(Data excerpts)
»»
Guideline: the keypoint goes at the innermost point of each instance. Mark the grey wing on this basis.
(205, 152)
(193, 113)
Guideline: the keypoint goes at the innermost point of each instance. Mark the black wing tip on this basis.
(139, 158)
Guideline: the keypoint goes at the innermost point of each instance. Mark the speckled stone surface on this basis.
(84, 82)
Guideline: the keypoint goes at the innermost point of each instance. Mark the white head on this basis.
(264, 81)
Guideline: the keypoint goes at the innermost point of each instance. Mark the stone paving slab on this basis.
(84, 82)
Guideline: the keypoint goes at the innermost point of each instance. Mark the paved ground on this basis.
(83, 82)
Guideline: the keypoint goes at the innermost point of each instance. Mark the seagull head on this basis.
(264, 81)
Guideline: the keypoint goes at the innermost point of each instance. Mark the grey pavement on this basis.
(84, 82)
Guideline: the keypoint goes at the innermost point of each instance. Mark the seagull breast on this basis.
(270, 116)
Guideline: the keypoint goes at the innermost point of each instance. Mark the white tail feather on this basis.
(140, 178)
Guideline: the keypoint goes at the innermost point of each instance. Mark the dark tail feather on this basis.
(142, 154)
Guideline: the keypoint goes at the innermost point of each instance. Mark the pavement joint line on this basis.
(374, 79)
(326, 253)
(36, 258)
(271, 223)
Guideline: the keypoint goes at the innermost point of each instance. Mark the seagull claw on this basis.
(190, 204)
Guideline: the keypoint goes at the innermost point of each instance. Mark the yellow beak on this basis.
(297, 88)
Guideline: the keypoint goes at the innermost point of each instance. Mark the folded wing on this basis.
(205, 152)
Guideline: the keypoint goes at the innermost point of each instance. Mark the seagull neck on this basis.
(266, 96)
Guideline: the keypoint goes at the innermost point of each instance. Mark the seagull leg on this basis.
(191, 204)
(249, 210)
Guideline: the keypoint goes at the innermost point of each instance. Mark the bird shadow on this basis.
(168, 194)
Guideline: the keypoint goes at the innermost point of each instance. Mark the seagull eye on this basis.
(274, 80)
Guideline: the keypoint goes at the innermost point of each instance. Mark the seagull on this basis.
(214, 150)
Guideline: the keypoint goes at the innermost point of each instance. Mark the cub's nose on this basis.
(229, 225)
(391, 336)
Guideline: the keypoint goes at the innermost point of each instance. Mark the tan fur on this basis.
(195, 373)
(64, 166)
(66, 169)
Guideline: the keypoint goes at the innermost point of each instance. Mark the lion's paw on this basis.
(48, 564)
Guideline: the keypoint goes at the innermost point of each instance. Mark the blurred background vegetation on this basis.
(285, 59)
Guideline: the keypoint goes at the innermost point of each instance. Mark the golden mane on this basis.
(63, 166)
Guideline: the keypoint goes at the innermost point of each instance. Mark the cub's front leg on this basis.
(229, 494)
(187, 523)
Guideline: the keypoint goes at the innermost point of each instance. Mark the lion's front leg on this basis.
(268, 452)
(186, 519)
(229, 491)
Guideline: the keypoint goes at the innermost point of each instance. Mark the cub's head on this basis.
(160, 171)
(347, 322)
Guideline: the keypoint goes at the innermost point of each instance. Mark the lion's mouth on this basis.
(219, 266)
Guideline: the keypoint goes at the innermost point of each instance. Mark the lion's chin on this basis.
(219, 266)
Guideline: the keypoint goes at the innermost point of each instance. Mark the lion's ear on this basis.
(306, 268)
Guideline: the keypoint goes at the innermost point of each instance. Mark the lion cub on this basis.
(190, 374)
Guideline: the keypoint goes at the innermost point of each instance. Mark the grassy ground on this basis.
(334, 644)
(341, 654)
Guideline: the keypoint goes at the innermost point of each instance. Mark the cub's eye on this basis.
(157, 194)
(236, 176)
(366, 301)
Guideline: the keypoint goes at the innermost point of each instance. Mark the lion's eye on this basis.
««
Please copy only the lines from the one with "nose on this basis." through the final line of the records above, both ends included.

Guideline: the keypoint goes at the innermost point of each instance. Mark the cub's nose on this basis.
(229, 225)
(391, 336)
Guideline: the keypoint goes at the innermost point of each instance. Mark the tan fur on this basis.
(195, 373)
(64, 166)
(66, 169)
Guideline: the keypoint goes at the innermost point of each instance. Mark the lion's paw on this basis.
(48, 564)
Guideline: the keypoint goes at the innermost point of each instance. Mark the blurred background vegetation on this basis.
(285, 59)
Guideline: the keypoint goes at the innermost point of each instance. Mark the golden mane on this basis.
(63, 166)
Guideline: the keypoint goes at the innermost point of each instance. Mark the cub's front leg on this basis.
(229, 494)
(187, 523)
Guideline: the keypoint goes at the innermost point of each instance. Mark the lion's front leg on this basis.
(268, 452)
(186, 519)
(229, 491)
Guideline: the keypoint goes at the innermost point of each instance. Mark the cub's head on this basis.
(160, 171)
(347, 322)
Guideline: the keypoint goes at the innermost point of each instance. Mark the lion's mouth on this basis.
(219, 266)
Guideline: the keypoint goes at the innermost point of each instance. Mark the lion's chin on this basis.
(219, 266)
Guideline: the keypoint goes at the innermost point of each instance. Mark the lion's ear on this basis.
(306, 268)
Guideline: the keypoint goes at the innermost point of each instance. Mark the lion cub on this basis.
(190, 374)
Guideline: the keypoint goes at the innermost point of each instance. Mark the grassy ground on this basis.
(334, 644)
(341, 654)
Guideline: the keypoint goes at the innermost point of each instance. Mark the cub's eye on this basis.
(157, 194)
(236, 176)
(366, 301)
Guideline: the keypoint goes at the innermost point of each instance. Mark the lion's eye on this basis.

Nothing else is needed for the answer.